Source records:

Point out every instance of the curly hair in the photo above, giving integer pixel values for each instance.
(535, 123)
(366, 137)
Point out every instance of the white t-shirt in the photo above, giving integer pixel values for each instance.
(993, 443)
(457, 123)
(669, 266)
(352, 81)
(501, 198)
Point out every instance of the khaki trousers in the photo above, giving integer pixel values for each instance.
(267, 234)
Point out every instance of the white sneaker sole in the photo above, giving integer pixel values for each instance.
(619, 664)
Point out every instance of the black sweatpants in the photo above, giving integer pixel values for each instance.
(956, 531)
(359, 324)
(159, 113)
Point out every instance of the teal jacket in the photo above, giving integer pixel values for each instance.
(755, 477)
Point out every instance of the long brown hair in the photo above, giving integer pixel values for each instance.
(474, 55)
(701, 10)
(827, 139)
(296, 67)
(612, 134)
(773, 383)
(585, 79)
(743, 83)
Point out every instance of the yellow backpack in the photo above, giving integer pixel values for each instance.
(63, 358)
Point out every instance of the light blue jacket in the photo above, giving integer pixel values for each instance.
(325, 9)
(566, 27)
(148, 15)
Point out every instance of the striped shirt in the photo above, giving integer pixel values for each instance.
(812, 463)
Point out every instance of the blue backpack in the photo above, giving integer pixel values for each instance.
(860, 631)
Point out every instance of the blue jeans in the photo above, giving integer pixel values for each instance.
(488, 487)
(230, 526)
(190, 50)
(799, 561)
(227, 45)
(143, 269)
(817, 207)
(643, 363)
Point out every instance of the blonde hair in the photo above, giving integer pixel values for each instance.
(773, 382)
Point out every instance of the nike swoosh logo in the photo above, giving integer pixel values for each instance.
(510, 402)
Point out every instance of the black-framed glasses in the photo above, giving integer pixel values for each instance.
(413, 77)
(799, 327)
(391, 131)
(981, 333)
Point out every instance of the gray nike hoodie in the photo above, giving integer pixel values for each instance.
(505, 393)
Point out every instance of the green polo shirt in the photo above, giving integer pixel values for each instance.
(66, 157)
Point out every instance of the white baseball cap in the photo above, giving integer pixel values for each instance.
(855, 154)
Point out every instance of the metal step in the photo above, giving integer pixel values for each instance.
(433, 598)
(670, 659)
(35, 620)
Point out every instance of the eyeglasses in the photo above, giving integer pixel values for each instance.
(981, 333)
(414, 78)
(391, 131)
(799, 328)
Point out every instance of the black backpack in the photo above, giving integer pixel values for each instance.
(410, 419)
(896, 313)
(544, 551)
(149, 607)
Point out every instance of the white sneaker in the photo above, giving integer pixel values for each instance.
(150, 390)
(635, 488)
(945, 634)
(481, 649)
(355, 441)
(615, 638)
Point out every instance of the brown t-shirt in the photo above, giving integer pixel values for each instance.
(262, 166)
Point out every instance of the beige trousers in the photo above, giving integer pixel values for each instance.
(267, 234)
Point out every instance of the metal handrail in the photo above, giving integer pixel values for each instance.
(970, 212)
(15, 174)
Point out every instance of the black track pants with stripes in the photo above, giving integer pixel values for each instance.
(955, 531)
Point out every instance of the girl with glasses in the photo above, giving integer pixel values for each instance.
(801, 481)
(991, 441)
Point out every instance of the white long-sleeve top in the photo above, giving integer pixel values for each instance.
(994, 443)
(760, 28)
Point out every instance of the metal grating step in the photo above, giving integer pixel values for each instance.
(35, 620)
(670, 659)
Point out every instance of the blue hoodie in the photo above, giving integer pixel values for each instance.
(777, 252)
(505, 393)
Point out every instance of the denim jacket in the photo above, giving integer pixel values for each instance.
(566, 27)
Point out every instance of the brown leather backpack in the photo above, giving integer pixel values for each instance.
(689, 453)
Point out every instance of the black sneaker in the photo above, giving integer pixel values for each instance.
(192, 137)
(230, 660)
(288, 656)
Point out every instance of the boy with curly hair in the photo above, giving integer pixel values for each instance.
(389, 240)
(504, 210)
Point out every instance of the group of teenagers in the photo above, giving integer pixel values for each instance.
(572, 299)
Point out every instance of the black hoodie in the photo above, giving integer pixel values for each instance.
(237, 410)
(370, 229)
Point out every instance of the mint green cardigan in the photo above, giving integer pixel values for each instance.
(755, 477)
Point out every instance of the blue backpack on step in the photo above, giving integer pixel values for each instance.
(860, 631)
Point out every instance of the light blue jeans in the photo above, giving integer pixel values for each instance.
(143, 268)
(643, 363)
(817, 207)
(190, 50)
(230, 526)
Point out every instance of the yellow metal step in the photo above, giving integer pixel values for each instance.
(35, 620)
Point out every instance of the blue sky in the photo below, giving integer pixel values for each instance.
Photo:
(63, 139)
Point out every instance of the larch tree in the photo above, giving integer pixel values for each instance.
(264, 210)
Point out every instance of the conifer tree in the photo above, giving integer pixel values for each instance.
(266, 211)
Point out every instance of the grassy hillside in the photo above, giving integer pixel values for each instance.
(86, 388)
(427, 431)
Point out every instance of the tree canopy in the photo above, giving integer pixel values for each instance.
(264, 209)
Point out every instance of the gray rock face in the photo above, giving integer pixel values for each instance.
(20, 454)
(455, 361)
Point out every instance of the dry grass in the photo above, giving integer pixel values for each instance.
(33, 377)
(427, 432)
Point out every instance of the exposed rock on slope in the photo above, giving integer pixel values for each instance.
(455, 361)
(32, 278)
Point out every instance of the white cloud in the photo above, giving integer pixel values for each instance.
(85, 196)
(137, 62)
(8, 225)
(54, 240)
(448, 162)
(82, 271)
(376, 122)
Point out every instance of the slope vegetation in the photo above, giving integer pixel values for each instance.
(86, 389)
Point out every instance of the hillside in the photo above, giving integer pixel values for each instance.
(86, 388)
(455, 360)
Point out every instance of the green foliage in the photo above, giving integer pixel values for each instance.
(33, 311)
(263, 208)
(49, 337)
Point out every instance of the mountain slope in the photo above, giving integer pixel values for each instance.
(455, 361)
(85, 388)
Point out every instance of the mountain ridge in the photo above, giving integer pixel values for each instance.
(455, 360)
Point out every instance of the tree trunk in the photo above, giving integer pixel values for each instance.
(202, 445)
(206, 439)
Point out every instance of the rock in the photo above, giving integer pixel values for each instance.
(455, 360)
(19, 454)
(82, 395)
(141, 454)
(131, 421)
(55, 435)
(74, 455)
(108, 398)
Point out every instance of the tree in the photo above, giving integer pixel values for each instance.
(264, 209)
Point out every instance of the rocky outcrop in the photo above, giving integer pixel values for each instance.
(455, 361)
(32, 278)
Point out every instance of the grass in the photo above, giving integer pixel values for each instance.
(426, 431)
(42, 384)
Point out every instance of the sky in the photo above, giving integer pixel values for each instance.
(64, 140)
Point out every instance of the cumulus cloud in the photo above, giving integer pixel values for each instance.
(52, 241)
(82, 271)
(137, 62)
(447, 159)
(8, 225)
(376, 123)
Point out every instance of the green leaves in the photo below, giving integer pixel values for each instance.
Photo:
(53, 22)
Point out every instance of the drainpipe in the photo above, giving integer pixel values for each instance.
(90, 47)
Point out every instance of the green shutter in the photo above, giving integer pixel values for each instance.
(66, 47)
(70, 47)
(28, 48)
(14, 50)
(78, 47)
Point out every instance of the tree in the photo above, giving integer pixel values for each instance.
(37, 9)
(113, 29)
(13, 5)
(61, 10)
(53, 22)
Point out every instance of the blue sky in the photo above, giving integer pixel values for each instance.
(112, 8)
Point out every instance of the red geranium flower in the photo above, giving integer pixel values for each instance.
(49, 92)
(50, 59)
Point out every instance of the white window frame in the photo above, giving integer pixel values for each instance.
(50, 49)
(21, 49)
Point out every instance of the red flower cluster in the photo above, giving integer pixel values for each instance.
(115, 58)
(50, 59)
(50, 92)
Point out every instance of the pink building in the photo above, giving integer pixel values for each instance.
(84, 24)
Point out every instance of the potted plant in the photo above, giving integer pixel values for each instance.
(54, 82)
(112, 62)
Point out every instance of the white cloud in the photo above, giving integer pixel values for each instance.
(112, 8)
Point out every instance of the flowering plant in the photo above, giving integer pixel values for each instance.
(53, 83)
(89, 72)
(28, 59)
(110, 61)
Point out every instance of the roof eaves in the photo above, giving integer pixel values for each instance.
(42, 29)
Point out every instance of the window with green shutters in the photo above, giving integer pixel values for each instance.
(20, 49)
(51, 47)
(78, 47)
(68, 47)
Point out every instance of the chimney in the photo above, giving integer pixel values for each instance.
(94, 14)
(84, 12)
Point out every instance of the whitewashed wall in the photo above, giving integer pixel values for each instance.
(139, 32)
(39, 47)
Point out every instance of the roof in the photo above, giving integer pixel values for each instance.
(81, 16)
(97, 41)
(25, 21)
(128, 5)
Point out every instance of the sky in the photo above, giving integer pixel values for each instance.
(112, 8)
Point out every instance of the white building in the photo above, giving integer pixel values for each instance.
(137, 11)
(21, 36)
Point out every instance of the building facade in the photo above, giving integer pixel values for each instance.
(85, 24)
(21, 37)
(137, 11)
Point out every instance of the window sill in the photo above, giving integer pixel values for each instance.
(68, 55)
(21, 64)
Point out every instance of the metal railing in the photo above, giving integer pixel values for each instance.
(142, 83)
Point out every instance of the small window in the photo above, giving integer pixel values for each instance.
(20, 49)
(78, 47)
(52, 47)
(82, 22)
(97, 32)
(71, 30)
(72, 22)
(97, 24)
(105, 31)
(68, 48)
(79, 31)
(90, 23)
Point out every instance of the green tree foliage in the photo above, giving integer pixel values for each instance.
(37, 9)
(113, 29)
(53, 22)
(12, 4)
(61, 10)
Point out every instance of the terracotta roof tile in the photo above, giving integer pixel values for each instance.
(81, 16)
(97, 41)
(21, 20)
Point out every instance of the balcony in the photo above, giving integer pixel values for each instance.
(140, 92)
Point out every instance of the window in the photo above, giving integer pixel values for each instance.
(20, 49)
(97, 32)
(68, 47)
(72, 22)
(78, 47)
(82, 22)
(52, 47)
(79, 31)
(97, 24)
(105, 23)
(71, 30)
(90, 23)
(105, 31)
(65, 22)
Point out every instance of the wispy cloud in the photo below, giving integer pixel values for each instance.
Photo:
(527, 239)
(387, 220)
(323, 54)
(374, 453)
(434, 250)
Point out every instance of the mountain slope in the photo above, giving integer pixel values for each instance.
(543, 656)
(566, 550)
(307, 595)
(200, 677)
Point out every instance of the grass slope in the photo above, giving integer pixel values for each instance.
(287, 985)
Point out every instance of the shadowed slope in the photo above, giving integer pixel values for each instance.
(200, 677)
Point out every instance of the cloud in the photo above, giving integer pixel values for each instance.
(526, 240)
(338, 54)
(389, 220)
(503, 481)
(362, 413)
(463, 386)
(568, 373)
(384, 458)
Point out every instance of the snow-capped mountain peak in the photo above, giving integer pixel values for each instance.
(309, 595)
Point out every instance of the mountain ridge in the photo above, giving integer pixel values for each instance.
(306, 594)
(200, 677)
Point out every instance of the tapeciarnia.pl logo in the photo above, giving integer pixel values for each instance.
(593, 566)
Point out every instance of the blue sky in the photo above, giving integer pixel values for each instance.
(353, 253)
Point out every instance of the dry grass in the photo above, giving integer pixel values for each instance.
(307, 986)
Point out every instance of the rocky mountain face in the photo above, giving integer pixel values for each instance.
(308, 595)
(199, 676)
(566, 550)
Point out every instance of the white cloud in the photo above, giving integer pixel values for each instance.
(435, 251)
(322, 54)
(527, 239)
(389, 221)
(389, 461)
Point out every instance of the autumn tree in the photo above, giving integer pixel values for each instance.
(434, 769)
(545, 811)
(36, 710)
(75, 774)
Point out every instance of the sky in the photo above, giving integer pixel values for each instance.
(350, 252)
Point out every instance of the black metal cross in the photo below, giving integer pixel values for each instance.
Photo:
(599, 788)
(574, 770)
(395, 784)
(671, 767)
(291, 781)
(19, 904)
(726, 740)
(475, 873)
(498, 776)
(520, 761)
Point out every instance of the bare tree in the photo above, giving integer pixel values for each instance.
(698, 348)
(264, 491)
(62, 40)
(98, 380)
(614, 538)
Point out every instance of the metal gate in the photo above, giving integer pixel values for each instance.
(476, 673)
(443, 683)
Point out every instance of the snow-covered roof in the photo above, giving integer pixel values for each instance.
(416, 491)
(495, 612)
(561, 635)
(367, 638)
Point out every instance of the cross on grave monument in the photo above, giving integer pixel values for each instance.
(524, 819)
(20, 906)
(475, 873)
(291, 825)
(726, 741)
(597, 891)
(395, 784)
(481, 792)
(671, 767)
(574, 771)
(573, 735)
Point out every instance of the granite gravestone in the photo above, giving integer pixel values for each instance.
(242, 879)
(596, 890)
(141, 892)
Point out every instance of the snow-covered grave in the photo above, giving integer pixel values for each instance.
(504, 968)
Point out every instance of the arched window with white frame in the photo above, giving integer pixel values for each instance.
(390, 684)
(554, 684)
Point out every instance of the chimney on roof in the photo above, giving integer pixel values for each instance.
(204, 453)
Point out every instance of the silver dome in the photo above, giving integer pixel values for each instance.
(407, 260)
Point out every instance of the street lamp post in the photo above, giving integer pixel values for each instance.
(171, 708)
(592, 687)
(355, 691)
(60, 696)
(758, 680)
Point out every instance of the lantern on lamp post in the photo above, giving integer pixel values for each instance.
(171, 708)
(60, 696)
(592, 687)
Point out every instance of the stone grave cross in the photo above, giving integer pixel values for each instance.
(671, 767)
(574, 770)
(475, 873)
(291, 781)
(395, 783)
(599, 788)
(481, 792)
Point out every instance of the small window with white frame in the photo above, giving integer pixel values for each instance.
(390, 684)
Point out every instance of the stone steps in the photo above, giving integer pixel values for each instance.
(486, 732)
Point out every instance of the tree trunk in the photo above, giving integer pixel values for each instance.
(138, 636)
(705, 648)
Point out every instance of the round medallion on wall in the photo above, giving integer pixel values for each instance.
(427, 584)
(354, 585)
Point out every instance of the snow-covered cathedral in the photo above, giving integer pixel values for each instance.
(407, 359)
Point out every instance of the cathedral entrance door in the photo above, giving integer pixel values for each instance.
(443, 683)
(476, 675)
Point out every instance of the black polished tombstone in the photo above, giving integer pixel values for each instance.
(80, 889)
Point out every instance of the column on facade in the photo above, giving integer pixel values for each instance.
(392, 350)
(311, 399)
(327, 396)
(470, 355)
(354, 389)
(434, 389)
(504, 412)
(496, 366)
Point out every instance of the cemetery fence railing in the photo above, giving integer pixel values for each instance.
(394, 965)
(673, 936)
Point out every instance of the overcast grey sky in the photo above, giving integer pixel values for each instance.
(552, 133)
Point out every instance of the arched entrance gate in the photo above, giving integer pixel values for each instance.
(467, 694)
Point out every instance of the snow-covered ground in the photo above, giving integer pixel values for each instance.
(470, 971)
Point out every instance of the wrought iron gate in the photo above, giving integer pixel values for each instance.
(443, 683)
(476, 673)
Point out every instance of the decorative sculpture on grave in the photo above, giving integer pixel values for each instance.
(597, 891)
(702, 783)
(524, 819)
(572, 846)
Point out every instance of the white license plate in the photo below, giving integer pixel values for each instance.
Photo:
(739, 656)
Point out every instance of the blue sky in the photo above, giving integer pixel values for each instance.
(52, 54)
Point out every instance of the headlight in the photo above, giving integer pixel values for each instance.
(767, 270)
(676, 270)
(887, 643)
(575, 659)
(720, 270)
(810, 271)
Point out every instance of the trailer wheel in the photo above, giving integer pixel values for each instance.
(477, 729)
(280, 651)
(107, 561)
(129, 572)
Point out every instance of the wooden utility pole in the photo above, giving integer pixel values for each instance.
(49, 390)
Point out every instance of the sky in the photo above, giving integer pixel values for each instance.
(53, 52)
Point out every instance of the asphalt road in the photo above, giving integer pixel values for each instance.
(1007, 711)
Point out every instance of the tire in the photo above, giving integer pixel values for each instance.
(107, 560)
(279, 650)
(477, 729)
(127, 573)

**STATED EXERCISE**: Format the listing as a Markdown table with the columns Row and Listing line, leaving out blank lines. Start at the line containing "Point out every instance of the headlight" and continue through the end of the listing.

**ANSWER TO THIS TASK**:
| Row | Listing line |
|---|---|
| 1 | Point out every instance of the headlight in the photo above, giving integer pixel values for each instance. |
| 2 | (767, 270) |
| 3 | (676, 270) |
| 4 | (887, 643) |
| 5 | (575, 659) |
| 6 | (720, 270) |
| 7 | (810, 271) |
| 8 | Point out every instance of the trailer wheel in the photo above, giving integer pixel values for each instance. |
| 9 | (477, 729) |
| 10 | (280, 651) |
| 11 | (107, 561) |
| 12 | (129, 572) |
| 13 | Point out every instance of the wooden utility pole in the photo above, giving integer pixel values for each instance. |
| 14 | (49, 390) |
| 15 | Point out every instance of the sky in the photo above, giving integer pixel values for each instance. |
| 16 | (53, 52) |
| 17 | Point out every instance of the asphalt road in the photo above, giving integer pixel values for each instance. |
| 18 | (1007, 711) |
| 19 | Point out every instance of the tire in the photo above, giving integer pixel values for each instance. |
| 20 | (107, 560) |
| 21 | (279, 650) |
| 22 | (477, 729) |
| 23 | (127, 573) |